> _Selected text_:
The challenge of interoperability is a familiar one from the early 1990s, when the EOSDIS Core System (ECS) was being developed. The solution at that time was ultimately prescribed by NASA; put all data into the Hierarchical Data Format - Earth Observing System (HDF-EOS) format and use a common set of core metadata descriptions. While that was an acceptable technical solution, significant resistance was expressed from the scientific community due to the complexities of the format. The federation emerged, in part, as an alternative to that centralized approach. It would instead explore a bottom-up solution.
Over 2,000 data products are currently available from federation members. Locating and accessing those data that meet a user's needs can be a formidable task, given the myriad ways that data providers store and distribute their products. As the ESIPs developed the federation governance structure, a Standing Committee on Interoperability was formed to define and develop the interoperability layer, which is now known as the Federation Interactive Network for Discovery (FIND). The initial focus was to provide catalog interoperability, allowing data from all ESIPs to be searched from a single user interface. That phase is largely complete. Current efforts are concentrating on the more difficult task of data access interoperability, so that data from multiple sites can be accessed uniformly. No single data access protocol has been selected; instead, "clusters" of ESIPs emerged to explore various inter-operable data access technologies. These technologies will allow software applications to access data at multiple federation sites using a common interface.

> _Data block_:
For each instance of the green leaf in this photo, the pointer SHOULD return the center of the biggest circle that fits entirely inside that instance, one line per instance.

> _To be done_: Please copy out the text about federation interoperability above in full, word for word.

> _Expected answer_:
The challenge of interoperability is a familiar one from the early 1990s, when the EOSDIS Core System (ECS) was being developed. The solution at that time was ultimately prescribed by NASA; put all data into the Hierarchical Data Format - Earth Observing System (HDF-EOS) format and use a common set of core metadata descriptions. While that was an acceptable technical solution, significant resistance was expressed from the scientific community due to the complexities of the format. The federation emerged, in part, as an alternative to that centralized approach. It would instead explore a bottom-up solution.
Over 2,000 data products are currently available from federation members. Locating and accessing those data that meet a user's needs can be a formidable task, given the myriad ways that data providers store and distribute their products. As the ESIPs developed the federation governance structure, a Standing Committee on Interoperability was formed to define and develop the interoperability layer, which is now known as the Federation Interactive Network for Discovery (FIND). The initial focus was to provide catalog interoperability, allowing data from all ESIPs to be searched from a single user interface. That phase is largely complete. Current efforts are concentrating on the more difficult task of data access interoperability, so that data from multiple sites can be accessed uniformly. No single data access protocol has been selected; instead, "clusters" of ESIPs emerged to explore various inter-operable data access technologies. These technologies will allow software applications to access data at multiple federation sites using a common interface.